▸ PROVIDED INFORMATION:
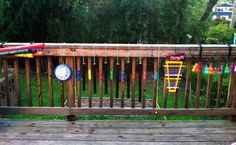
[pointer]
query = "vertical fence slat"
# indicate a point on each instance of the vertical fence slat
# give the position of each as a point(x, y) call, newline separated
point(144, 79)
point(62, 96)
point(219, 87)
point(50, 81)
point(187, 86)
point(28, 82)
point(5, 73)
point(39, 83)
point(133, 81)
point(70, 84)
point(17, 80)
point(198, 87)
point(78, 67)
point(122, 81)
point(111, 80)
point(154, 99)
point(100, 81)
point(90, 82)
point(208, 93)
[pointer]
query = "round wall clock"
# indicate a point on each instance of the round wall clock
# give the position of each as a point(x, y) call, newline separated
point(63, 72)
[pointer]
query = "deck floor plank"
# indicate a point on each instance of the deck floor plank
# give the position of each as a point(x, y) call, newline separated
point(118, 132)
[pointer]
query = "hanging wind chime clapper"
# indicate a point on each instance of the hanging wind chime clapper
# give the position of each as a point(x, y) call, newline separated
point(173, 72)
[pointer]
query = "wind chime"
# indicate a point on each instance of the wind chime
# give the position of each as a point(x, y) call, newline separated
point(128, 71)
point(94, 71)
point(220, 70)
point(140, 75)
point(173, 72)
point(84, 68)
point(105, 72)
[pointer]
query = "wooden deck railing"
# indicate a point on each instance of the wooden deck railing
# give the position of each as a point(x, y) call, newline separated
point(123, 88)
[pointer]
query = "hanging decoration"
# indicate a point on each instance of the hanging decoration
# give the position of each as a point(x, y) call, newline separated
point(211, 69)
point(173, 72)
point(63, 72)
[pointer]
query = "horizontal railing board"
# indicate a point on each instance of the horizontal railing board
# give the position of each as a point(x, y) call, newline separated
point(117, 111)
point(132, 50)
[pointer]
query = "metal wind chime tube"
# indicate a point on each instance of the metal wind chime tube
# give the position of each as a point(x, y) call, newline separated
point(128, 71)
point(106, 72)
point(94, 72)
point(84, 68)
point(117, 74)
point(140, 72)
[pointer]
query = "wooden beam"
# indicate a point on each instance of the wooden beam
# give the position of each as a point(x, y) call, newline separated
point(118, 111)
point(132, 50)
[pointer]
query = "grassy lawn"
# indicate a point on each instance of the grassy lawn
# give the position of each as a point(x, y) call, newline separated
point(56, 93)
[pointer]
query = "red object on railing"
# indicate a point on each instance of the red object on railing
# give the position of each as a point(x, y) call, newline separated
point(31, 46)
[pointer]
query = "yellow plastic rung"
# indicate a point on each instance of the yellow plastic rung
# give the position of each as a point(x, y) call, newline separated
point(27, 55)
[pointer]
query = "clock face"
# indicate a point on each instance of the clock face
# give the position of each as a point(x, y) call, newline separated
point(63, 72)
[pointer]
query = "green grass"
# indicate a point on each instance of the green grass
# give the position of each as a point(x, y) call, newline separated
point(170, 103)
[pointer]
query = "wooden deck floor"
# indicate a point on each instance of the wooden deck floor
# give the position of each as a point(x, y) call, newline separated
point(117, 132)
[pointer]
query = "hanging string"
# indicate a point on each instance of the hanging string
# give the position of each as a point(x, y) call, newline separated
point(105, 71)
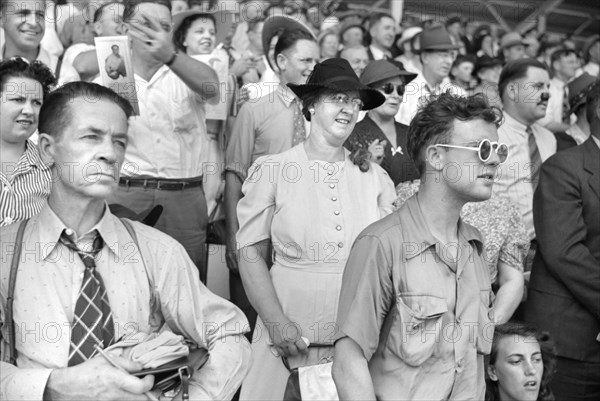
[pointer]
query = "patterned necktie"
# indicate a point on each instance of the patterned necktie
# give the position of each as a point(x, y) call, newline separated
point(534, 157)
point(299, 128)
point(92, 321)
point(565, 112)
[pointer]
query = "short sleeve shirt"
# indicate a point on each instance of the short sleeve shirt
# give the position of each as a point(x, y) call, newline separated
point(436, 308)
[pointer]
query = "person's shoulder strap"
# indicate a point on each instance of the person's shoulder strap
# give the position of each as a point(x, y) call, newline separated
point(14, 266)
point(388, 322)
point(133, 235)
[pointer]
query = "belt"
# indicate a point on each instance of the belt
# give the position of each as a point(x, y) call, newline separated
point(163, 184)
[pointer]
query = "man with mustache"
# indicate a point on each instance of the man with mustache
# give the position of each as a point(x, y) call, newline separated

▸ PROBLEM TO SOLVE: Pick each line holding the word "with" out of the listing.

▸ ANSWER FOR THE TASK:
query = "man with mustache"
# indicate a point on each instance of the man with mustache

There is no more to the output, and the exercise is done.